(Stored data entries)
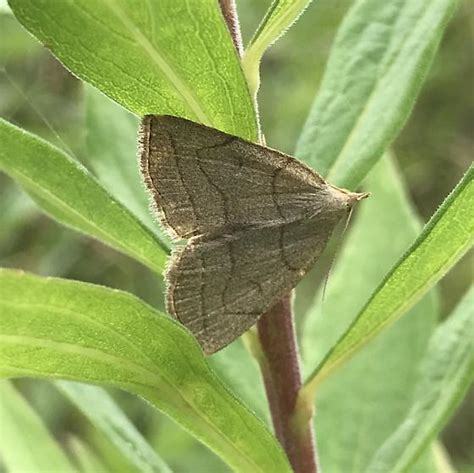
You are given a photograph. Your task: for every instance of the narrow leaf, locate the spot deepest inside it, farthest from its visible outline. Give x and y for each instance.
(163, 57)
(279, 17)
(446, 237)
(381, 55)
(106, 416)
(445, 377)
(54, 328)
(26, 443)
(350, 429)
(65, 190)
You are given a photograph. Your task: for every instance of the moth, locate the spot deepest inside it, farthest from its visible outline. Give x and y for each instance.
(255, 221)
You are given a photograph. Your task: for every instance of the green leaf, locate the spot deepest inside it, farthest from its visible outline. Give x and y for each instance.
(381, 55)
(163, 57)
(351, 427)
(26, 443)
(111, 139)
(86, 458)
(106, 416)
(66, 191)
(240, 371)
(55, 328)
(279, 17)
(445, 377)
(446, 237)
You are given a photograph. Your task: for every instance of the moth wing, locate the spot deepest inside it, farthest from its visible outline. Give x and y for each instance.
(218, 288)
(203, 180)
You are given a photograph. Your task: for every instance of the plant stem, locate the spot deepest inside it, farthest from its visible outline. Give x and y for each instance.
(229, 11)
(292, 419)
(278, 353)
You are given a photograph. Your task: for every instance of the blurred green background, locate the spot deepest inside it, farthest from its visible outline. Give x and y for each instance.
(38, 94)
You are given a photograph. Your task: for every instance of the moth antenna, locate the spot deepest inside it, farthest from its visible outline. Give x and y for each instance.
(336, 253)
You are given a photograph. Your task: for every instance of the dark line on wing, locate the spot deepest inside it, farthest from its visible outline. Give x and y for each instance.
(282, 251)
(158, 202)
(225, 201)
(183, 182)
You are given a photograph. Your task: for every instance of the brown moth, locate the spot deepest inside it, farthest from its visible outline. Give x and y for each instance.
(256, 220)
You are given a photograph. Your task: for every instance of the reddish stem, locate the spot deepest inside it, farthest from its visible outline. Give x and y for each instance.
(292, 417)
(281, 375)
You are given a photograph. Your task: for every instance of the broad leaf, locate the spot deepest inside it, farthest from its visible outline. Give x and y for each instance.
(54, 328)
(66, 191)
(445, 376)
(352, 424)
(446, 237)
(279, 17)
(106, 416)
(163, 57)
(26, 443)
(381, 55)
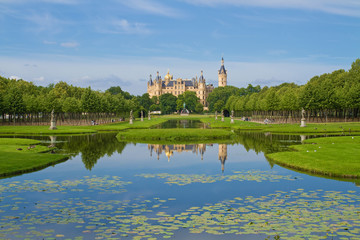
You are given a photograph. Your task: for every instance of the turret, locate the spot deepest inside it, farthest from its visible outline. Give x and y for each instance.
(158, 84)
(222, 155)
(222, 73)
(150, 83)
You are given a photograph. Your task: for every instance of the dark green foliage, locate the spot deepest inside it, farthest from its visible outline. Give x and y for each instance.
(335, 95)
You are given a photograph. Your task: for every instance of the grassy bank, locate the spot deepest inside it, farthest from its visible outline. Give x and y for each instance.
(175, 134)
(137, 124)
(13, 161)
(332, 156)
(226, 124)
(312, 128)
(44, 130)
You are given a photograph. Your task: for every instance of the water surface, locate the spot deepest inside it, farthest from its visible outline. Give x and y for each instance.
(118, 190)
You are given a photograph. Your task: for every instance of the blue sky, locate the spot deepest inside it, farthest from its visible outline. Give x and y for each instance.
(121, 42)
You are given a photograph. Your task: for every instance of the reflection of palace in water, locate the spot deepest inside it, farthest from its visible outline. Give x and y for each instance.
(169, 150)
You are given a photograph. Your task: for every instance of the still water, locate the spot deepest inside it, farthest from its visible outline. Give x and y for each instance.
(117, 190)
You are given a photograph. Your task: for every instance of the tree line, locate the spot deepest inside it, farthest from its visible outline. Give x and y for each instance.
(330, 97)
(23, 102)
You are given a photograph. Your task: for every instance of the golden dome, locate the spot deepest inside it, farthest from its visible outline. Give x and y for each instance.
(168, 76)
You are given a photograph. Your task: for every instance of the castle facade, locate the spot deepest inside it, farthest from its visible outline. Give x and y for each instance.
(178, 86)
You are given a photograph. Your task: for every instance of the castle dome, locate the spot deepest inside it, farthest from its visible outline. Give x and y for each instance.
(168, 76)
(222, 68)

Work instructions:
All lines from the line containing "castle dome, locate" through the last line of the data are to be repeated exactly; no other line belongs in the answer.

Output:
You are given a photograph. Your task: for every instance of the castle dome, locate the spot deepest inside it, farthest from its visible outline. Give x and y for each instance.
(168, 76)
(222, 68)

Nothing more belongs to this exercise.